Challenges
(A) Name every country that the Space Mix '98 text says the single was not released in.
(B) Pick up the Space Mix '98 text after its last sentence and keep writing it.

Text segment
_ _ _ _
Single by Modern Talking

from the album Back for Good and Alone
- Released: 1998
- Recorded: 1998
- Genre: Dance-pop
- Length: 4:28 17:15 (album version)
- Label: BMG Ariola
- Songwriter: Dieter Bohlen
- Producers: Dieter Bohlen; Luis Rodríguez;

Modern Talking singles chronology
| "Brother Louie '98" (1998) | "Space Mix '98" (1998) | "We Take the Chance" (1998) |

= Space Mix '98 =

Space Mix '98 is the third single from the Modern Talking seventh album, Back for Good. It's a megamix. The single was not released in Germany, Austria and Switzerland, but in the other countries in Europe and the rest of the world.
_ _ _ _
Dataset
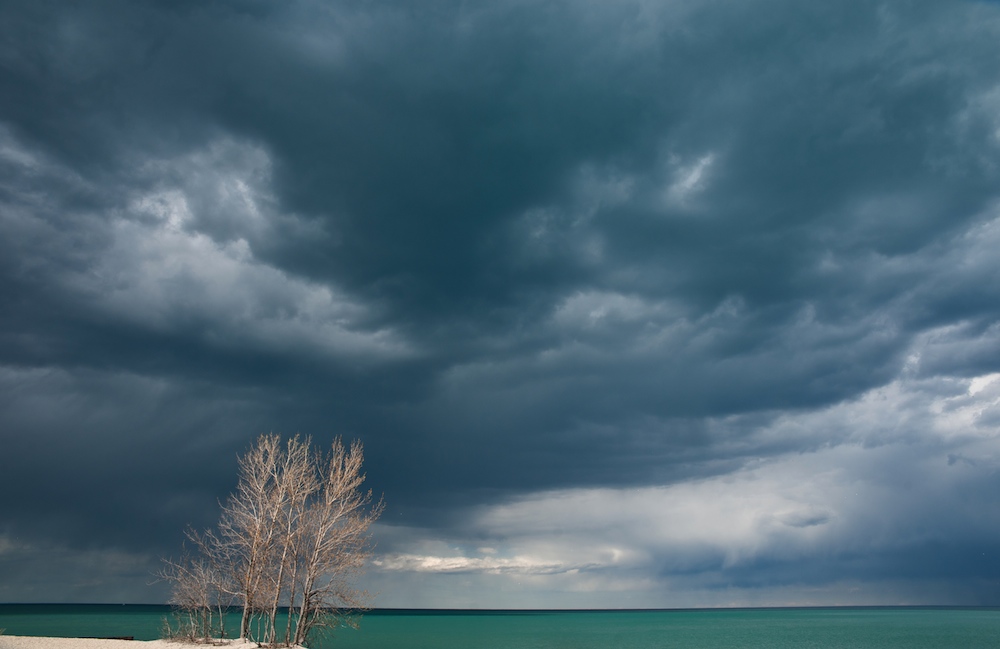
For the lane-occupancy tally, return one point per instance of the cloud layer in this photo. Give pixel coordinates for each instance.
(632, 304)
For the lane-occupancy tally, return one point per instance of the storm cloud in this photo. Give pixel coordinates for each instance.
(632, 304)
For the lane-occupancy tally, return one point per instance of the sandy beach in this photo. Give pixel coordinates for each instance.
(38, 642)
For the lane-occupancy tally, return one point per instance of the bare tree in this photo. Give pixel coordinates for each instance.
(201, 592)
(293, 534)
(334, 544)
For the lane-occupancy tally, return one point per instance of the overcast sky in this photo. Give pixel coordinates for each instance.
(632, 303)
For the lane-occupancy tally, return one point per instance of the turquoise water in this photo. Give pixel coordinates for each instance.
(821, 628)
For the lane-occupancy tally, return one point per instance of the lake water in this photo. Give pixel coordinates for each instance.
(788, 628)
_ _ _ _
Results of the exercise
(A) Germany, Austria, Switzerland

(B)
== Track listing ==
- CD Single France 1998
1. "Space Mix" (feat. Eric Singleton) - 4:28
2. "We Take The Chance" - 4:07
- CD-Maxi Hansa 74321 63193 2 (BMG) 1998
3. "Space Mix" (feat. Eric Singleton) - 4:28
4. "We Take The Chance" - 4:07
5. "You Can Win if You Want" (New Version) - 3:37
- 12" Single BMG 74321 59782-1 1998
6. "Space Mix '98" - 21:55
7. "Space Mix '98" (Short Version) - 4:37
8. "You're My Heart, You're My Soul" (Modern Talking Mix '98 Feat. Eric Singleton) - 3:17
9. "You're My Heart, You're My Soul" (Modern Talking Mix '98 Feat. Eric Singleton Extended) - 6:57

== Track list from the Space Mix '98 ==
1. "Cheri, Cheri Lady"
2. "Brother Louie"
3. "You Can Win If You Want"
4. "Doctor For My Heart"
5. "Geronimo's Cadillac"
6. "Hey You"
7. "Heaven Will Know"
8. "You're My Heart, You're My Soul"
9. "Sweet Little Sheila"
10. "Atlantis Is Calling"
11. "In 100 Years"
12. "Jet Airliner"
13. "Locomotion Tango"
14. "You're My Heart, You're My Soul"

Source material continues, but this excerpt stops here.